* Directive *
Locate the line that contains "Can you find the nun in". Copy it and every following line through the end of the records, exactly, and include nothing else.

* Dataset entries *
○ ○ ○ ○

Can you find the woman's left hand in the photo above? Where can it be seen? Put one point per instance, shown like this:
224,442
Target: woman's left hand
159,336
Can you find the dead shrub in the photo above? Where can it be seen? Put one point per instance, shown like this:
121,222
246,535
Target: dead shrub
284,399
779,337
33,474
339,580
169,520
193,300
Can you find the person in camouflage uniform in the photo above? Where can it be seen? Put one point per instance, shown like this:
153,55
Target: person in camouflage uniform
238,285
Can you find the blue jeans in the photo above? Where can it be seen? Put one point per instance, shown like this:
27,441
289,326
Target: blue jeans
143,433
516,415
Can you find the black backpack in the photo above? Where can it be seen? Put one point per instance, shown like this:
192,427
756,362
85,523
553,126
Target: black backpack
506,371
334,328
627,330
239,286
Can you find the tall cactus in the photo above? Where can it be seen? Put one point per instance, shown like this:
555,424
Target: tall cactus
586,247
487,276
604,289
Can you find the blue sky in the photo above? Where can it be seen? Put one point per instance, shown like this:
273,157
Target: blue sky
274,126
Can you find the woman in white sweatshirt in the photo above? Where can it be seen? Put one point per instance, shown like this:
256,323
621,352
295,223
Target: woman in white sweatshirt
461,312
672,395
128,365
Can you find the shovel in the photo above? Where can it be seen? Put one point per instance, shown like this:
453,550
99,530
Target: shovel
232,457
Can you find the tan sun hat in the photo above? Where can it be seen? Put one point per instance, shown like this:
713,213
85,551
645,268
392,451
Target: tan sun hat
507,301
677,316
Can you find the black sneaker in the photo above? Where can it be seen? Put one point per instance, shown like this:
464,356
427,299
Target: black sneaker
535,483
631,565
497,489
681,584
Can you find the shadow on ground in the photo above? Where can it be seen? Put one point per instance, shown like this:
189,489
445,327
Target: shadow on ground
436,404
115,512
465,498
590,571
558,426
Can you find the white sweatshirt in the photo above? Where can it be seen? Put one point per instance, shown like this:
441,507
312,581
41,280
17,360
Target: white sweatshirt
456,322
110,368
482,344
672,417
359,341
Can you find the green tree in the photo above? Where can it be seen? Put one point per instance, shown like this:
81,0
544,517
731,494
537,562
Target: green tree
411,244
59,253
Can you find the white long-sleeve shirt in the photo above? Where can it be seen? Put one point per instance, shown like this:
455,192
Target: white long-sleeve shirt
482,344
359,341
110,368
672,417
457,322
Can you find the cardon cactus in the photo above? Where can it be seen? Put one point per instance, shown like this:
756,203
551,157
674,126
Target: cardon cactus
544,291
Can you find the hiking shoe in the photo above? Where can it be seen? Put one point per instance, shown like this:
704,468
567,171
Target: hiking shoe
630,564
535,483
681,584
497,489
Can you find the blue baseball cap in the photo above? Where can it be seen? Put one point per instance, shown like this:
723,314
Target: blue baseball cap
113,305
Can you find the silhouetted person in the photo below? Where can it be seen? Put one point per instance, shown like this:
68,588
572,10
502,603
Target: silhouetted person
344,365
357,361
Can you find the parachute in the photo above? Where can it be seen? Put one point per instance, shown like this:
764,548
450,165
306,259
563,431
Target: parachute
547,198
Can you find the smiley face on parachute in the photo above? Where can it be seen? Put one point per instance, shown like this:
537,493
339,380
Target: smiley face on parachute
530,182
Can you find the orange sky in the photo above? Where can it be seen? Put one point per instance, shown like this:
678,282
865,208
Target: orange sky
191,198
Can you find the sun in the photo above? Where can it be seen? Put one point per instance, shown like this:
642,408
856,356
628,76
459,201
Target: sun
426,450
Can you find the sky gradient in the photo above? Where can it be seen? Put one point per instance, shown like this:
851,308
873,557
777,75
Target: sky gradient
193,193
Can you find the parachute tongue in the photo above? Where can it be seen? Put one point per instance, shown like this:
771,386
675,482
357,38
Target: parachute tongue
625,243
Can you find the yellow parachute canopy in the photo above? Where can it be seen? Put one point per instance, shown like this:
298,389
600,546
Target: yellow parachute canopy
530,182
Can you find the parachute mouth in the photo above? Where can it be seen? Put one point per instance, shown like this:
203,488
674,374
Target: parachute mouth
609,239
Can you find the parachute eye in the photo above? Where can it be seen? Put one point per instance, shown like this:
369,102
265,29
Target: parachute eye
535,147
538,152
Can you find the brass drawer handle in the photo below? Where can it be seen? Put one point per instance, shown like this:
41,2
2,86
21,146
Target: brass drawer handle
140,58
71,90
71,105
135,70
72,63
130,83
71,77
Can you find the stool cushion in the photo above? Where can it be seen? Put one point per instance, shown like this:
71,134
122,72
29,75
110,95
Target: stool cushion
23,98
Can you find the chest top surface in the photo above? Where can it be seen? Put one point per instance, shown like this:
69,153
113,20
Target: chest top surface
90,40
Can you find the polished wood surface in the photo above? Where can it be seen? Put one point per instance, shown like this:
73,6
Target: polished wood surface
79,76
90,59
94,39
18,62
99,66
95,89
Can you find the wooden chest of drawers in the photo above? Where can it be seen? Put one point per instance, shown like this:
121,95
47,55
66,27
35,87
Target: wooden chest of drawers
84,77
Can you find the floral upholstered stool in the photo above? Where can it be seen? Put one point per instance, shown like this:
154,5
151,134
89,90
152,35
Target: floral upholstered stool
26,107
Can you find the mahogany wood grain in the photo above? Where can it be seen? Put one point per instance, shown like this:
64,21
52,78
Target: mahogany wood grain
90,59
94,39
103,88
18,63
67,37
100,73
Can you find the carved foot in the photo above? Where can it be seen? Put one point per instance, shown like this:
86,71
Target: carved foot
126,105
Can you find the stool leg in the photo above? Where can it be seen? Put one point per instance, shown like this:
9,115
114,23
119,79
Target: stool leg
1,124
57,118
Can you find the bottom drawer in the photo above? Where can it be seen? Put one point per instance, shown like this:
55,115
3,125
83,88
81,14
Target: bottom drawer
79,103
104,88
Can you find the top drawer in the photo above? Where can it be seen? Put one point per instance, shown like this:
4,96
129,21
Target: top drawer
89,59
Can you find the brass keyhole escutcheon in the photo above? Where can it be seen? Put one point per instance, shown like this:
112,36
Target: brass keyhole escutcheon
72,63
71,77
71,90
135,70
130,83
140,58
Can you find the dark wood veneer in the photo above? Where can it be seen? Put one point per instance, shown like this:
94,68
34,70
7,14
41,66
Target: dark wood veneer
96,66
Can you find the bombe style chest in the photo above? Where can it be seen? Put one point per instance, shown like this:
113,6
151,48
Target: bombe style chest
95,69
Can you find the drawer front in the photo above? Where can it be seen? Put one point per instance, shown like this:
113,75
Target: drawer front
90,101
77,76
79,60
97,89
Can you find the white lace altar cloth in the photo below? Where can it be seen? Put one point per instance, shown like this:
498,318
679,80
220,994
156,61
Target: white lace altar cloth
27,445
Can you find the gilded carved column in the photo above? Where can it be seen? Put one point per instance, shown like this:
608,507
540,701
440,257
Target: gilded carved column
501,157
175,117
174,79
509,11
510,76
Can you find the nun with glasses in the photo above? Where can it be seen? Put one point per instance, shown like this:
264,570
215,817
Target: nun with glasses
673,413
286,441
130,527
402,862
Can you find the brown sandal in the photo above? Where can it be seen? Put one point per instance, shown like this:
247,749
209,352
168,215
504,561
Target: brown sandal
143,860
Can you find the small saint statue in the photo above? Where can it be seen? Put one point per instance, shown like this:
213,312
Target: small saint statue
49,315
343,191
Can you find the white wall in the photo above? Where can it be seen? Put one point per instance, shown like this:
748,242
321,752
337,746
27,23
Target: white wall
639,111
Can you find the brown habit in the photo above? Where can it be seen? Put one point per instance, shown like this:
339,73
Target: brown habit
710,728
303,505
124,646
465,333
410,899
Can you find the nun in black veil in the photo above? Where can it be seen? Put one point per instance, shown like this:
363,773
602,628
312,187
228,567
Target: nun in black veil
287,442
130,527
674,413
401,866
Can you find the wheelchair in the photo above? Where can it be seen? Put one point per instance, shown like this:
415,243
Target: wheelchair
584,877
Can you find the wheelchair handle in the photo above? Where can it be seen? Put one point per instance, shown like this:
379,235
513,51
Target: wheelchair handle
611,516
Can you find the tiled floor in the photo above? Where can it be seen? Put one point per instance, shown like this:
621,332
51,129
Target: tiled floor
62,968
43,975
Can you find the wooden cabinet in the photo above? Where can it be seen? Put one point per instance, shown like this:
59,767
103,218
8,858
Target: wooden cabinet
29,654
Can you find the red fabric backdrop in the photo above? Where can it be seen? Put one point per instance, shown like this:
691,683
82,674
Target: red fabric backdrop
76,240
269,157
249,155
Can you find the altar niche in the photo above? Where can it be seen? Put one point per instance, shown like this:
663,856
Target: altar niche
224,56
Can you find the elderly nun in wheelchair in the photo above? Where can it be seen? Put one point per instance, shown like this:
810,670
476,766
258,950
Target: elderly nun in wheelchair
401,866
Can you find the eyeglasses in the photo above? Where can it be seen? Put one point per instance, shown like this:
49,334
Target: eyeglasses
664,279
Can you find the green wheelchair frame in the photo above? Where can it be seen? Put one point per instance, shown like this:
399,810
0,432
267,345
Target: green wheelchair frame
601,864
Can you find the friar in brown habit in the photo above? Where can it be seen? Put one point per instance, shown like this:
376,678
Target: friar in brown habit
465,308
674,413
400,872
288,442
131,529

○ ○ ○ ○

* Written solution *
Can you find the nun in black veil in the photo above? Where can it be seen? Put one point per instance, shown like this:
363,773
602,628
312,187
228,567
Target: nun in black veil
287,442
130,527
674,413
401,866
Can you find the wheelchair in the photo above? Where can it be seen? Put one point per instance, shown like this:
415,243
Target: wheelchair
584,877
Can you find the wheelchair handle in the photo above? Where can it be seen? Put one point per instance, shown like this:
379,235
513,51
Target: wheelchair handle
611,516
Can you find the tiled floor in the photo above? Where can it be seen? Put one point per instance, shown like this:
621,332
51,129
Target: tiled floor
62,968
43,975
Can you find the wooden cabinet in the photo above? Where can it be seen? Put one point per instance, shown like this:
59,767
103,218
8,858
Target: wooden cabinet
29,654
Can you find the red fabric backdrop in the photo above? Where can it be seen? Put one point per instance, shown like this:
691,683
82,674
Target: red fabric backdrop
76,240
269,157
249,155
Can you find the altar niche in the photo above? Where can it be seen? Put one point per instance, shown like this:
663,856
Target: altar niche
224,56
Can you find the elderly nun in wheelchair in the photo above? Where can it be seen? Put one point per instance, shown like this:
810,670
476,766
258,950
Target: elderly nun in wheelchair
401,866
Can you find the eyeglasses in the photo above? Where can it be seen? Put one point per instance, shown like this:
49,334
Target: eyeglasses
664,279
Can you find the green wheelchair frame in the photo above? Where can it be seen? Put one point per instance, shown like this:
399,810
0,432
267,345
Target: green wheelchair frame
601,864
Can you find the friar in brown habit in the photo above? Where can it be seen? Put one point per instance, shown like this:
376,678
Target: friar in brown habit
465,308
674,413
400,872
288,442
131,529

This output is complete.